(Dataset rows on where objects appear)
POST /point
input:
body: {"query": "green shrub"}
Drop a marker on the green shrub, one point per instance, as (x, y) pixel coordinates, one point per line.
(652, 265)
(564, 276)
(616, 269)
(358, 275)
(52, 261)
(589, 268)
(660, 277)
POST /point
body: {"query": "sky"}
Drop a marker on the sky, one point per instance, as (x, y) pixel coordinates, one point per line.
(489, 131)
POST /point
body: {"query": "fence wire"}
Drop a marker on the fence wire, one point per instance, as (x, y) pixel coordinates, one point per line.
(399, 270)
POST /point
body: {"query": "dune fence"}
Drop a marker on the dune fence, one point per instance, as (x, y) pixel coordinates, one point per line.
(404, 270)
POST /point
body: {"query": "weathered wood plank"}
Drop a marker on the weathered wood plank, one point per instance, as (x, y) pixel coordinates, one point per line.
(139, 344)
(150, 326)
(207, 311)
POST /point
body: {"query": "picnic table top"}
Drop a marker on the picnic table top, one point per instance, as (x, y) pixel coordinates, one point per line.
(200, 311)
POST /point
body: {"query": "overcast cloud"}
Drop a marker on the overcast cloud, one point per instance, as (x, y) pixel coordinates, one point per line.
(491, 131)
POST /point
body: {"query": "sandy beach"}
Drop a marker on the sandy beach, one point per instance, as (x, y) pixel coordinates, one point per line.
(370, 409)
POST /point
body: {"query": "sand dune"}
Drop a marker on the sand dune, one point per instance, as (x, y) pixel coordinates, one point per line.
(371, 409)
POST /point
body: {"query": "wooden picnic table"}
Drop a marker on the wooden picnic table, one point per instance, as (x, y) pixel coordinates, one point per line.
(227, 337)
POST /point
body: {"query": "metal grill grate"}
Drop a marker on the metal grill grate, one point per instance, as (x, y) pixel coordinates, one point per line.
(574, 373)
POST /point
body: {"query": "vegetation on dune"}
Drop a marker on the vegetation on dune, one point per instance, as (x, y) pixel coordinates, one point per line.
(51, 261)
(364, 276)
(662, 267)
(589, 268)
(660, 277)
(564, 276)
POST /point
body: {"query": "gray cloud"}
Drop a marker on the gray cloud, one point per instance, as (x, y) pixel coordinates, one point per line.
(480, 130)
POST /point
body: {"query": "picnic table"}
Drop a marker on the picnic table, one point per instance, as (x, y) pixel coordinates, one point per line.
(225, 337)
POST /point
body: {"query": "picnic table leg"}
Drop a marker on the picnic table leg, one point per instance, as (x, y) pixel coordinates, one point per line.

## What you will do
Write out the entries above once more, without altering anything.

## Written response
POST /point
input:
body: {"query": "green shrub"}
Drop a marker on the green shrub, one point per instance, as (x, y) pixel coordinates, one point per line.
(652, 265)
(564, 276)
(616, 269)
(358, 275)
(52, 261)
(589, 268)
(660, 277)
POST /point
body: {"query": "sky"}
Drop a marker on the sky, one point per instance, as (x, y) pixel coordinates, one point per line.
(489, 131)
POST /point
body: {"query": "fence wire"}
Drop a marker on the fence wire, one point per instance, as (x, y) pixel coordinates, one point per line.
(399, 270)
POST /point
body: {"query": "dune fence"}
Drop a marker on the dune fence, one point per instance, as (x, y) pixel coordinates, one point per line.
(404, 270)
POST /point
body: {"query": "weathered wood plank"}
Drop a marker on the weathered wood plank, one point per instance, as (x, y) pixel coordinates, one point per line.
(139, 344)
(150, 326)
(207, 311)
POST /point
body: {"query": "picnic table top"}
Drop a marker on the picnic table top, one point per instance, as (x, y) pixel coordinates, one point per line.
(200, 311)
POST /point
body: {"query": "overcast cloud"}
Drop a marker on the overcast cloud, one point per instance, as (x, y) pixel coordinates, one point per line.
(491, 131)
POST /point
body: {"query": "sandy beach"}
Drop a marker on the sandy beach, one point per instance, as (x, y) pixel coordinates, one point per line.
(370, 409)
POST /point
body: {"query": "sand dune"}
Drop a marker on the sand dune, one point per instance, as (x, y) pixel coordinates, one point per line.
(371, 409)
POST /point
body: {"query": "wooden picnic table"}
Drop a marker on the wooden picnic table, one point per instance, as (x, y) pixel coordinates, one point per line.
(227, 337)
POST /point
body: {"query": "metal grill grate"}
Drop a marker on the metal grill grate, one point per instance, as (x, y) pixel coordinates, one point per line.
(574, 373)
POST /point
body: {"query": "vegetation on dune"}
Drop a marker on the vegetation on dune, one point per instance, as (x, y) pixel coordinates, one point per line.
(51, 261)
(364, 276)
(662, 267)
(589, 268)
(660, 277)
(564, 276)
POST /point
body: {"query": "gray cloud"}
Drop a marker on the gray cloud, one point per instance, as (x, y) pixel coordinates, one point per line.
(480, 130)
POST /point
body: {"query": "picnic table"}
Drop a marker on the picnic table, one point per instance, as (x, y) pixel coordinates, one point per line.
(225, 337)
POST /point
body: {"query": "picnic table leg"}
Drop a marker on the picnic table leg, one point per instance, as (x, y) pixel coordinates, one point per line.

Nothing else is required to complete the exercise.